* TASK 1
Name each musical genre that the passage on Vashti Bunyan rejects as the wrong kind of music for a low mood.

When you’re feeling low, not angry or resentful,
but that feeling when it seems as if life is conspiring
against you, when a friend’s been hurtful or a
lover’s left (finally or suddenly) or you’ve
just lost your job and don’t know what to do next...
who do you turn to?
Sometimes family or other friends aren’t quite
what you need or they’re not around at the exact
moment you need them. You feel like you need some time
to yourself, to gather your thoughts, but the silence
steals up on you and seems to hum too loudly in your
ears. You think it might be a good idea to put on some
music, but wonder what would help rather than hinder
you. At such times, electronic music presents a singularly
cold shoulder, disco is too upbeat, jazz too knotty,
new wave too garrulous. For a moment you think a band
like Joy Division might be your answer, but quickly
realise that, however beautiful their music, you don’t
want to fall any further than you already have. It seems
like you need a human voice whose timbre speaks of their
own struggles and experiences. The voice of somebody
you don’t know, but whose tone offers you their
knowing sympathy and, ideally, an undertow of hope.
Vashti Bunyan’s gentle and remarkably intimate
voice is a generous gift to anyone, whether they’re
feeling waylaid by the world or not. If you’ve
read anything at all about her, you’ll know that
Lookaftering is only her second album in 35
years, succeeding a debut that fell into a deep well
of silence. You may have read that the likes of Max
Richter, Devendra
Banhart and Joanna Newsom have contributed their
talents to this new record. Apart from the possibility
that these facts might lead you to her door, they’re
unimportant.

* TASK 2
From the listing, copy out every line containing the string "wooden".

* PROVIDED RECORDS
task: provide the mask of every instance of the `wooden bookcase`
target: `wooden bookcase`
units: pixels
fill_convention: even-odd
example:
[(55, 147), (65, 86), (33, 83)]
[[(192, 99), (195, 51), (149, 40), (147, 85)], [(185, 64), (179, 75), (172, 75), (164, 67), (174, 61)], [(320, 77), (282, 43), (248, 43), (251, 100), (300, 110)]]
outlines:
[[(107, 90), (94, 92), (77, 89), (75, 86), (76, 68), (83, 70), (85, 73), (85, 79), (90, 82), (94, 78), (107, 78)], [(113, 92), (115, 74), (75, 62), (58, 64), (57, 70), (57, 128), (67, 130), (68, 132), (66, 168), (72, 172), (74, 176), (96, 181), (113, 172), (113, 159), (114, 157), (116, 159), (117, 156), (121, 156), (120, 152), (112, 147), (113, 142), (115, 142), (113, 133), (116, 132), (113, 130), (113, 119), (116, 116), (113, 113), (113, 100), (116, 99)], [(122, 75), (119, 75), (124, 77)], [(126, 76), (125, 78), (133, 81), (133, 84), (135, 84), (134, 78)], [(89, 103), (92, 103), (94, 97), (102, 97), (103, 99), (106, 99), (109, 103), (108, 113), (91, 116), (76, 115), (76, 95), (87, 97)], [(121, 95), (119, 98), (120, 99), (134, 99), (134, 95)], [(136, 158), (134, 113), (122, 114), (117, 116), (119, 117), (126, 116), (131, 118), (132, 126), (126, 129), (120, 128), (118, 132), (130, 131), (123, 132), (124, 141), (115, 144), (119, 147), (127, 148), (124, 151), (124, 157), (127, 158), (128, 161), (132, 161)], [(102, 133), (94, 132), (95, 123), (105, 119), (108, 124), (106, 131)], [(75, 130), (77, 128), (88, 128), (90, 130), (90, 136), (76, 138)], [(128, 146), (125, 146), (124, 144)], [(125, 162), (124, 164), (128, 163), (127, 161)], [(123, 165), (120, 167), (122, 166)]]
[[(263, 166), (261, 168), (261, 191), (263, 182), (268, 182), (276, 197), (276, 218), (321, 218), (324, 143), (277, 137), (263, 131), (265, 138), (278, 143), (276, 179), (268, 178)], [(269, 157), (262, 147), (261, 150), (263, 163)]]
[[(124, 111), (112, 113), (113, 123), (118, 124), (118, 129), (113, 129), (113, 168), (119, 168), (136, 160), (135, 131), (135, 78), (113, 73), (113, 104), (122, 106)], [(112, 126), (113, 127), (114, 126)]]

* EXERCISE RESPONSE 1
electronic music, disco, jazz, new wave

* EXERCISE RESPONSE 2
task: provide the mask of every instance of the `wooden bookcase`
target: `wooden bookcase`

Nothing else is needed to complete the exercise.